### Raw data ###

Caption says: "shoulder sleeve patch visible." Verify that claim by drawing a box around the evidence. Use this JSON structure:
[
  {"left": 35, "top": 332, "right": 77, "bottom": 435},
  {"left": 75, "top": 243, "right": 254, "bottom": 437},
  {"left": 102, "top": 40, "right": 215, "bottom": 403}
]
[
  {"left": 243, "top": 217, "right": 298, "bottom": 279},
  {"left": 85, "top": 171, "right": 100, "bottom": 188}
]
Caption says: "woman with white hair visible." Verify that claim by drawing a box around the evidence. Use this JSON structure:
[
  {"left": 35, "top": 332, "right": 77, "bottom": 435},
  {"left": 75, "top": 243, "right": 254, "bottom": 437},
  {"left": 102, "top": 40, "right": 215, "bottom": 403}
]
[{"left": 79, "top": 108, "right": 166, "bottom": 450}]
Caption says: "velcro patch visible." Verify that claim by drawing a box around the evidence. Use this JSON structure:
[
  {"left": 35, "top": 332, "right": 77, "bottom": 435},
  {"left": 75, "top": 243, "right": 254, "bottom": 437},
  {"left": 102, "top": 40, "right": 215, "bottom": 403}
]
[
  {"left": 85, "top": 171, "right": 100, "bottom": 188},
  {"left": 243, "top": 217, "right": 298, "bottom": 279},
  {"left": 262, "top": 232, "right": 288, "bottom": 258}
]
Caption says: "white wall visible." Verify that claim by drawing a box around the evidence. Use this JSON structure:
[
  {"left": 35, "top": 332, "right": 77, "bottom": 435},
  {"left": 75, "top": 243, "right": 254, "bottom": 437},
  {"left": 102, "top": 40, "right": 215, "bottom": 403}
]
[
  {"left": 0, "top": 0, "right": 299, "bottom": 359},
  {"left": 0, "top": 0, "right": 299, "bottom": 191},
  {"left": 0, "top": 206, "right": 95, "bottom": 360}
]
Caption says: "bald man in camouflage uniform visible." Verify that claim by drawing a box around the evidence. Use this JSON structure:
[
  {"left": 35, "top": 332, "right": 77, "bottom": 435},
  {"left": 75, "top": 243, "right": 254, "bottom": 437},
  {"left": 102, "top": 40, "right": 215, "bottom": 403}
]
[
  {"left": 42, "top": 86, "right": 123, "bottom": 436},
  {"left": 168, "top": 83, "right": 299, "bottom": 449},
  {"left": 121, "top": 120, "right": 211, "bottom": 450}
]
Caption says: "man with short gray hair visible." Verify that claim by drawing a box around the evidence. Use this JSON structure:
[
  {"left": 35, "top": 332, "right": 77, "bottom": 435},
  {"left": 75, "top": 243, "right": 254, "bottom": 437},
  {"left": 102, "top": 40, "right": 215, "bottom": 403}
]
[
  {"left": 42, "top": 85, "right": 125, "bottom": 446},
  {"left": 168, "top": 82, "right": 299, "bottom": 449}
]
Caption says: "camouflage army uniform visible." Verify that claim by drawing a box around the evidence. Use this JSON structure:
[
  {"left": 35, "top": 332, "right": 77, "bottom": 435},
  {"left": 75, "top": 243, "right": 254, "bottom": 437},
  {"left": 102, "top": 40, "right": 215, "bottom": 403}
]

###

- Prompt
Pull out every line from the entries above that contains the word "drawing".

- Answer below
Caption says: "shoulder sleeve patch visible." Verify that claim by drawing a box around the evidence. Use this JSON structure:
Caption says: "woman with white hair visible." Verify that claim by drawing a box around the evidence. Use this JSON structure:
Caption says: "velcro patch visible." Verify that claim by drawing a box around the evidence. Use this JSON structure:
Caption says: "white wall visible." Verify that claim by drawing a box around the evidence. Use this JSON structure:
Caption says: "bald man in camouflage uniform visible." Verify that claim by drawing a box around the evidence. Use this JSON structure:
Caption says: "man with short gray hair visible." Verify that claim by drawing a box around the evidence. Use this JSON structure:
Caption says: "camouflage army uniform visible." Verify that claim by drawing a box around the evidence. Use this JSON structure:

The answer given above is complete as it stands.